## PROBLEM STATEMENT
Pull out every line in the items below that contains the word "clear", and copy each such line in full.

## EXTRACTED INFORMATION
▬▬▬▬▬▬
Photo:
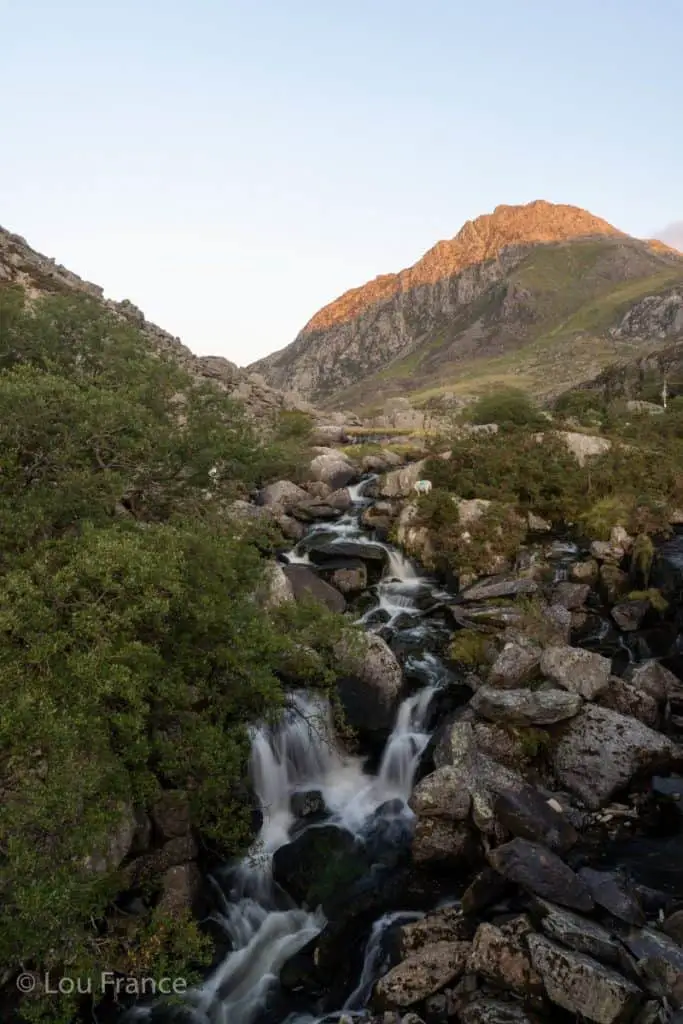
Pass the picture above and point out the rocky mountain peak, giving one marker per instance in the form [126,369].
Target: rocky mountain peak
[477,241]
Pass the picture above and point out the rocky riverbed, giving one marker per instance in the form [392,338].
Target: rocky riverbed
[502,843]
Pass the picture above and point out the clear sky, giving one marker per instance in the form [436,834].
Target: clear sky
[232,165]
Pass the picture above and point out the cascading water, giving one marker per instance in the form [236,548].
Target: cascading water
[262,925]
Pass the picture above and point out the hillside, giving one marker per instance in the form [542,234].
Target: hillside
[38,274]
[526,295]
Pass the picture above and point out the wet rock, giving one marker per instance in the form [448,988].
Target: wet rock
[284,495]
[652,678]
[628,699]
[571,595]
[485,590]
[370,683]
[526,814]
[613,583]
[307,585]
[542,872]
[446,925]
[421,975]
[629,615]
[307,804]
[501,955]
[525,707]
[494,1012]
[440,843]
[585,571]
[584,936]
[600,752]
[673,927]
[179,888]
[441,795]
[170,814]
[334,469]
[485,889]
[582,985]
[351,579]
[611,893]
[645,943]
[577,670]
[516,664]
[316,860]
[366,552]
[400,482]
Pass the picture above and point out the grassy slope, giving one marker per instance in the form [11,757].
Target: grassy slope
[575,296]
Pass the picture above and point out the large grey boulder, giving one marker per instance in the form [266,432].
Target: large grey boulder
[284,495]
[517,663]
[370,683]
[443,794]
[400,482]
[421,975]
[582,985]
[600,752]
[501,955]
[525,707]
[306,585]
[580,671]
[542,872]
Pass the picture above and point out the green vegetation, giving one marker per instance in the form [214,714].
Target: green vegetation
[510,408]
[133,654]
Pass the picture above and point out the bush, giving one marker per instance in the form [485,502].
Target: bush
[507,408]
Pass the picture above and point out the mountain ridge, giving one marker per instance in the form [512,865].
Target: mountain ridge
[479,296]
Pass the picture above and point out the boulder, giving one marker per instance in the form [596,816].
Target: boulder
[585,571]
[400,482]
[501,955]
[542,872]
[629,615]
[333,468]
[570,595]
[611,893]
[628,699]
[517,663]
[276,588]
[575,932]
[526,814]
[582,985]
[306,585]
[442,843]
[600,752]
[525,707]
[445,925]
[486,590]
[421,975]
[180,886]
[370,683]
[441,795]
[284,495]
[577,670]
[493,1012]
[652,678]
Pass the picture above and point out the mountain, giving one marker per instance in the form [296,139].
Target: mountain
[38,274]
[526,296]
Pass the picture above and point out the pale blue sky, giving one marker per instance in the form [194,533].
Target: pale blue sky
[232,165]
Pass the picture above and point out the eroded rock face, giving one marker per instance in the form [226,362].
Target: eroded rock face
[525,707]
[580,671]
[541,872]
[600,752]
[582,985]
[501,955]
[421,975]
[371,683]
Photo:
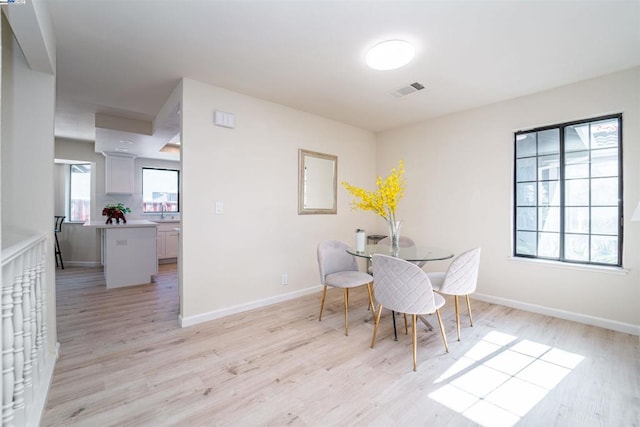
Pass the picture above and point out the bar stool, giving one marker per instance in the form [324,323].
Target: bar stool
[58,229]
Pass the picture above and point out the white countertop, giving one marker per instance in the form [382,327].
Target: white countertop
[130,223]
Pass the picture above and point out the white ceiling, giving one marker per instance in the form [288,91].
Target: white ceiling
[124,57]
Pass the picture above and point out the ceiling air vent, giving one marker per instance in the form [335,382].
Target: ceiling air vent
[406,90]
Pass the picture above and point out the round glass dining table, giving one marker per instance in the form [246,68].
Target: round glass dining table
[408,253]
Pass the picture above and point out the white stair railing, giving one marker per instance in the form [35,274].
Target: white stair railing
[25,374]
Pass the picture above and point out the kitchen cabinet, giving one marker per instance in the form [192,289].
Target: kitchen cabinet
[119,174]
[128,252]
[167,240]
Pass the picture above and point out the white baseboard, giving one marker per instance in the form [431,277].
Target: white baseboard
[216,314]
[82,263]
[614,325]
[34,414]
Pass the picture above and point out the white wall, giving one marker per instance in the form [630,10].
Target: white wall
[238,257]
[28,100]
[81,245]
[459,173]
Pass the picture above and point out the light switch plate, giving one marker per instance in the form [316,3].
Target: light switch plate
[228,120]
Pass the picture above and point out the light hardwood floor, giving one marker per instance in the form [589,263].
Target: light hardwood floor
[125,361]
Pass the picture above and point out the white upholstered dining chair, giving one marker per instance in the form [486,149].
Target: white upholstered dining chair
[339,269]
[460,278]
[404,287]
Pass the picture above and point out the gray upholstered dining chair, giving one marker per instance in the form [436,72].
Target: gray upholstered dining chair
[339,269]
[404,287]
[460,278]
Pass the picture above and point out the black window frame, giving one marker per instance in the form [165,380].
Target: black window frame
[561,127]
[178,184]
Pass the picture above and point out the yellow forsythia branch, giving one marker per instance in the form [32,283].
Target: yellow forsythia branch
[384,200]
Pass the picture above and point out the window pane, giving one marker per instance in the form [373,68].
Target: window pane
[549,142]
[572,197]
[577,165]
[577,192]
[526,194]
[604,249]
[604,220]
[604,133]
[604,191]
[526,169]
[526,145]
[576,220]
[549,245]
[549,167]
[576,247]
[576,138]
[160,190]
[80,192]
[549,219]
[526,243]
[604,162]
[526,219]
[548,193]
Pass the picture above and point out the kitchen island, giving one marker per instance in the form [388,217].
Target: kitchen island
[128,252]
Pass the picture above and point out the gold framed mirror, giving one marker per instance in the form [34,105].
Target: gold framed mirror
[317,183]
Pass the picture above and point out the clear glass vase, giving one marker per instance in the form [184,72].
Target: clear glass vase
[394,233]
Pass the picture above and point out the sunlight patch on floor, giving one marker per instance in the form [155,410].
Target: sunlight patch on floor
[501,378]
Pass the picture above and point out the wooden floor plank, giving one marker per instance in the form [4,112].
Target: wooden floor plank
[124,360]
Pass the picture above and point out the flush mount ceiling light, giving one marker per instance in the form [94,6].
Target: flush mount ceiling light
[390,55]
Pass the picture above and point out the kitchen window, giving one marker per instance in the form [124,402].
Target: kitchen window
[79,192]
[568,192]
[160,190]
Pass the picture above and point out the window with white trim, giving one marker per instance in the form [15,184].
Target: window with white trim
[79,192]
[160,190]
[568,192]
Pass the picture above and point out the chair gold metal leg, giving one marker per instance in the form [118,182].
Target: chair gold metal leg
[324,294]
[457,316]
[415,340]
[371,306]
[346,311]
[375,326]
[444,336]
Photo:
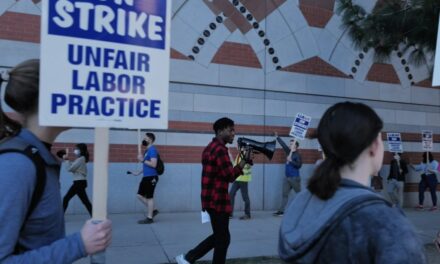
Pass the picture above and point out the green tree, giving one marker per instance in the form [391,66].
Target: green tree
[407,26]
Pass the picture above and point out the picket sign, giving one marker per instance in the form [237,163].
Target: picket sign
[104,64]
[394,141]
[427,142]
[300,126]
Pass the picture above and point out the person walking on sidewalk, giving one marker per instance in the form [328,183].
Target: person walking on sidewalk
[396,179]
[292,179]
[79,170]
[241,183]
[217,173]
[338,218]
[150,179]
[428,179]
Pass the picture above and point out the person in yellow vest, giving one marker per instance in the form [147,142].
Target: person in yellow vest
[242,183]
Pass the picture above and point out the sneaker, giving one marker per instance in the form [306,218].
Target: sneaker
[245,217]
[181,259]
[146,221]
[278,213]
[155,212]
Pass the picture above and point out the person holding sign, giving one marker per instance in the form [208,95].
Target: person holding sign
[79,169]
[338,218]
[292,179]
[150,177]
[217,173]
[396,179]
[241,183]
[32,226]
[428,179]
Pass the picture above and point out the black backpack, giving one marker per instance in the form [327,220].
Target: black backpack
[17,145]
[160,167]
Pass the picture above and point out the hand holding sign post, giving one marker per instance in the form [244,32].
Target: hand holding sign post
[427,143]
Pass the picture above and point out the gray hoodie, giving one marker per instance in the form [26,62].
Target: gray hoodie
[355,226]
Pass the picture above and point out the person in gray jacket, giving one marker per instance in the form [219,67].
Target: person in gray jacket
[292,179]
[37,235]
[79,170]
[338,218]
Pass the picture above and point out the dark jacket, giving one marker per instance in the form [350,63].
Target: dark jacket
[395,172]
[355,226]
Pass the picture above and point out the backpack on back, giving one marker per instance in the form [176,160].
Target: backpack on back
[16,145]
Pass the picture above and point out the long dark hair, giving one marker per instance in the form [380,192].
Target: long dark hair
[83,151]
[21,94]
[345,130]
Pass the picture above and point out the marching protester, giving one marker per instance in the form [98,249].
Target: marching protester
[396,179]
[150,177]
[31,212]
[217,173]
[79,170]
[338,218]
[292,179]
[241,183]
[428,179]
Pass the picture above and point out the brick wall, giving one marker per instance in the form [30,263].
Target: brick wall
[20,27]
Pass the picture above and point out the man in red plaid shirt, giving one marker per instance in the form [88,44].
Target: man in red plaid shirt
[217,173]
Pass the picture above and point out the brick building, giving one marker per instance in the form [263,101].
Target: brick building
[259,63]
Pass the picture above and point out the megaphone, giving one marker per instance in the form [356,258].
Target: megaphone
[267,148]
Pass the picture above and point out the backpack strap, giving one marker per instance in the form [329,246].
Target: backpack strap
[12,146]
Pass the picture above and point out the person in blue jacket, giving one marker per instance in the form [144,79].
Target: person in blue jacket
[338,218]
[292,179]
[39,237]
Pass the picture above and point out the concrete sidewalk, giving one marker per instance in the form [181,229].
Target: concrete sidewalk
[176,233]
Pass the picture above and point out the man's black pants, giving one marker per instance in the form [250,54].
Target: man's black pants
[219,240]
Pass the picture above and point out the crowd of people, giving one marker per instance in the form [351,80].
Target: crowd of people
[336,217]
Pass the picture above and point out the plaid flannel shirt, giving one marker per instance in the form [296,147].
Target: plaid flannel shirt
[217,173]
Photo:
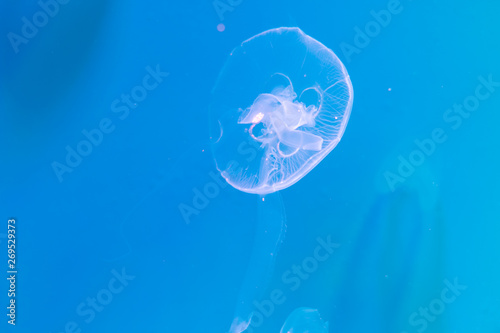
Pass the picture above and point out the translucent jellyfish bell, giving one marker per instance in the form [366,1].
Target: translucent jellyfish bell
[280,105]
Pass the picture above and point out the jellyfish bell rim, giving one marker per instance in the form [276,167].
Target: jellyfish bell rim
[264,187]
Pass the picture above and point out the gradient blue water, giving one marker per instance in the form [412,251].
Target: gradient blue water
[119,208]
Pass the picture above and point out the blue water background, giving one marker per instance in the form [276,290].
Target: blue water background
[119,208]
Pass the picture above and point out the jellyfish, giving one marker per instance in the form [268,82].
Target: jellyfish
[304,320]
[280,105]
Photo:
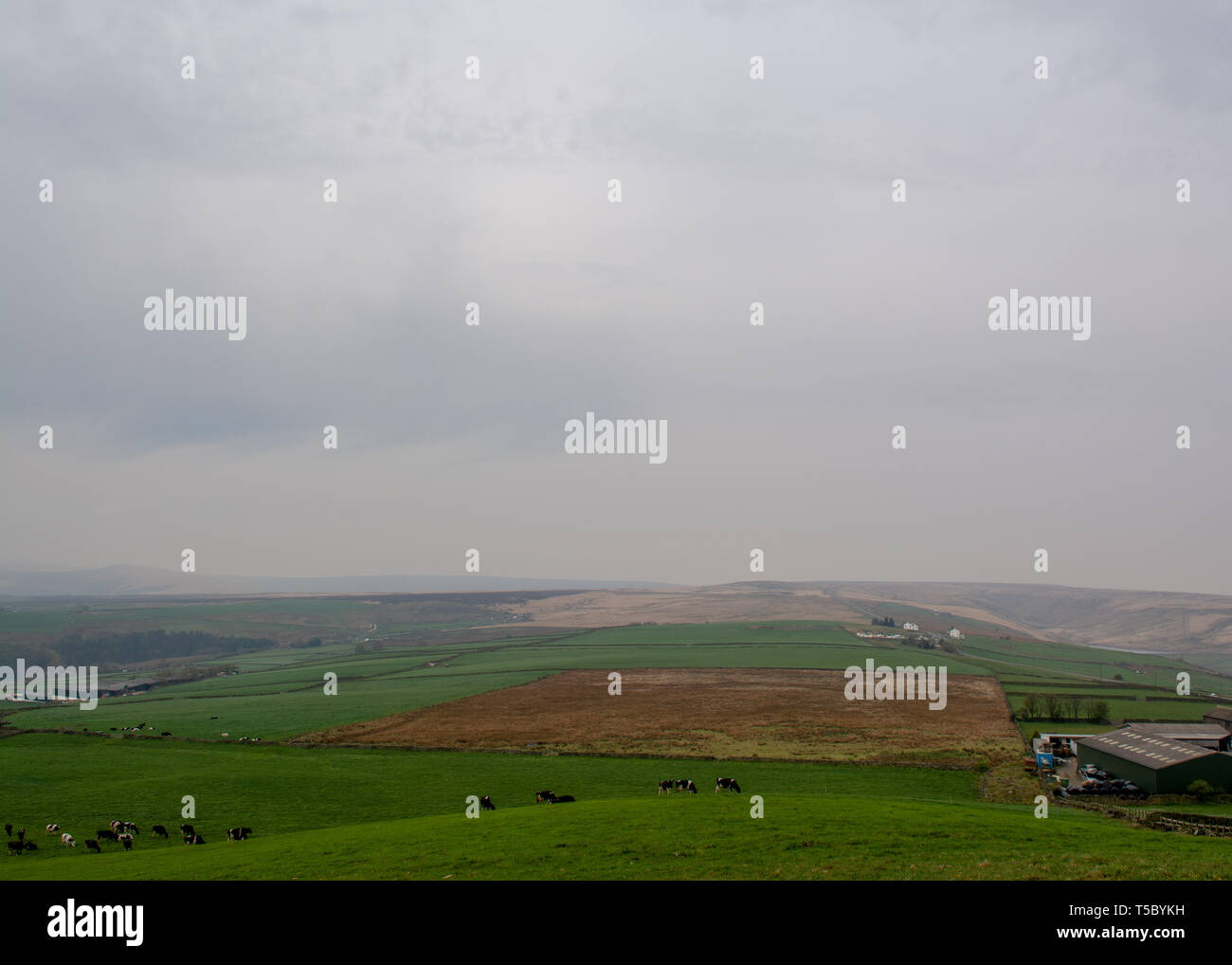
▬▬▬▬▬▬
## SOLUTION TO THIS PROBLEM
Pass the picture above and point out the clear sky, giving one marker per instance in the form [436,834].
Target: clear sky
Pass the picture above and point out the clear glass vase, giving one marker per instance in the form [184,72].
Target: clear glass vase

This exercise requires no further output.